--- begin Provided information ---

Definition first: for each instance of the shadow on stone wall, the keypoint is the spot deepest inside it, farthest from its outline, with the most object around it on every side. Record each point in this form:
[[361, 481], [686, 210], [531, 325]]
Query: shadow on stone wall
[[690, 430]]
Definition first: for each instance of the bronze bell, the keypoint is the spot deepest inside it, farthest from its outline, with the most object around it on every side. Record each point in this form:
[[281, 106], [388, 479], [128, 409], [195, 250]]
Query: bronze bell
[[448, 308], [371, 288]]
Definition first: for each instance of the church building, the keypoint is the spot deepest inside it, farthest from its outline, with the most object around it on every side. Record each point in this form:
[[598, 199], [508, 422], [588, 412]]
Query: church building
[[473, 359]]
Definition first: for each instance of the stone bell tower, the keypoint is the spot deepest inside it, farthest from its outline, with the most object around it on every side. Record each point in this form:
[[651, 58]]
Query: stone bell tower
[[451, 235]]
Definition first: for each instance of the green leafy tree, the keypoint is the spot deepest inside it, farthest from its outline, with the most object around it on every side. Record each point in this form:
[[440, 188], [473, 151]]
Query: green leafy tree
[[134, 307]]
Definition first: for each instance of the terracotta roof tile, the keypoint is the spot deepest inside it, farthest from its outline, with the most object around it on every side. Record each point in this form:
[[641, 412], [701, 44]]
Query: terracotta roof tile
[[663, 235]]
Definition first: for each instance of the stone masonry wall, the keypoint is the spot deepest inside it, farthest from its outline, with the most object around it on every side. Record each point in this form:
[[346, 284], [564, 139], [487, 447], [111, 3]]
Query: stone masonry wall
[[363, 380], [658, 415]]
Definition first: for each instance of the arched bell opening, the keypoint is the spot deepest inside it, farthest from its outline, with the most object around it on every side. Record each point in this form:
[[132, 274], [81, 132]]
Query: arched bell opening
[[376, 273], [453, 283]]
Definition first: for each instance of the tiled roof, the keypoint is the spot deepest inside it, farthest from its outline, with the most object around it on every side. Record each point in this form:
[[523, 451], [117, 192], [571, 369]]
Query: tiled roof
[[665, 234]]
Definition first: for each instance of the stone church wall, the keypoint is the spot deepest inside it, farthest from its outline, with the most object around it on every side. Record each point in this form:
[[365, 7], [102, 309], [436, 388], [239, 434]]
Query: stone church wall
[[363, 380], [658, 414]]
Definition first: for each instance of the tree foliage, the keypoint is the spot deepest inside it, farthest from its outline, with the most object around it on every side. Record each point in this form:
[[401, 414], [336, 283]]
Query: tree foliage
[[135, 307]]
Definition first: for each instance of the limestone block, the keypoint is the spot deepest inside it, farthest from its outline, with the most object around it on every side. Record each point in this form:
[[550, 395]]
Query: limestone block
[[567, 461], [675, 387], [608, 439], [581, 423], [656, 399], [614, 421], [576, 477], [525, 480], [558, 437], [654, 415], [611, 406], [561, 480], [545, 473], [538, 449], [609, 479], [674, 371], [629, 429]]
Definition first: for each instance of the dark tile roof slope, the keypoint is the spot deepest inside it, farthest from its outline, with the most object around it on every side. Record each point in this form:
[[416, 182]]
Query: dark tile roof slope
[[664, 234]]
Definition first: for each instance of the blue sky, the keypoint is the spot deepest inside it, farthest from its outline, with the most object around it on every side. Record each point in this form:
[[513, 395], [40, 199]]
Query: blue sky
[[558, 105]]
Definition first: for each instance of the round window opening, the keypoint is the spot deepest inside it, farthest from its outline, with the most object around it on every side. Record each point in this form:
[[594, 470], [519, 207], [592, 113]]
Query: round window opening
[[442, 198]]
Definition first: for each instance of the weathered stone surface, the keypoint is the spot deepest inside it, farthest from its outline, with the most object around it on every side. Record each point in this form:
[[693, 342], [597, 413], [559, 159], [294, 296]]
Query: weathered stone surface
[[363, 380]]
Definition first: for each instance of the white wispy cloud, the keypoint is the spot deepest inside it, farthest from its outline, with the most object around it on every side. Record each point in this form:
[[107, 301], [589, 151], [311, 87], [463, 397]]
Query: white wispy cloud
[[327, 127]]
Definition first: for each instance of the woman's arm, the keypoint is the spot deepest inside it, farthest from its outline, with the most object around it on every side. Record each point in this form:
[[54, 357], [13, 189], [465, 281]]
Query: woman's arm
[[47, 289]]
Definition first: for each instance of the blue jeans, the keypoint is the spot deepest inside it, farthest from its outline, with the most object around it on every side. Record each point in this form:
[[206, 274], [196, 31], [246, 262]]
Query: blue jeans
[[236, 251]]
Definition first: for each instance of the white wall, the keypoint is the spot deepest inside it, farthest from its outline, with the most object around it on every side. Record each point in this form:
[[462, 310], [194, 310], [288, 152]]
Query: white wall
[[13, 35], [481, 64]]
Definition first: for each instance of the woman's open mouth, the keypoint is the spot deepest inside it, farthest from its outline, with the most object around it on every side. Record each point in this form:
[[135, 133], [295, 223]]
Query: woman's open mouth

--- end Provided information ---

Instructions to follow - Put every line of the records from the line containing "Definition first: for each instance of the white wispy" through the end of the records into a numbered list, omitting any blank lines.

Task result -
1. Definition first: for each instance of the white wispy cloud, the keypoint is the spot deepest inside it, farthest from its outline, with the most object around it on every side. Record each point in this form:
2. [[107, 301], [589, 151], [311, 87], [463, 397]]
3. Query: white wispy cloud
4. [[327, 127]]
5. Definition first: for each instance of the woman's arm, the keypoint is the spot deepest inside it, farthest from its outline, with the most object around it on every side. Record each point in this form:
6. [[54, 357], [13, 189], [465, 281]]
7. Query: woman's arm
8. [[47, 289]]
9. Definition first: for each instance of the blue jeans, the keypoint is the spot deepest inside it, farthest from its outline, with the most object around it on every side. Record each point in this form:
10. [[206, 274], [196, 31], [246, 262]]
11. Query: blue jeans
12. [[236, 251]]
13. Definition first: for each instance of the white wall, the keypoint is the spot deepest inside it, farthest from its outline, with the most object around it on every side. Record each point in this form:
14. [[462, 310], [194, 310], [288, 152]]
15. Query: white wall
16. [[13, 35], [481, 64]]
17. Definition first: for each instance of the woman's open mouth, the keypoint is the spot deepest inside it, farthest from its outline, with the most object around it on every side. Record each point in this form:
18. [[135, 133], [295, 223]]
19. Query: woman's open mouth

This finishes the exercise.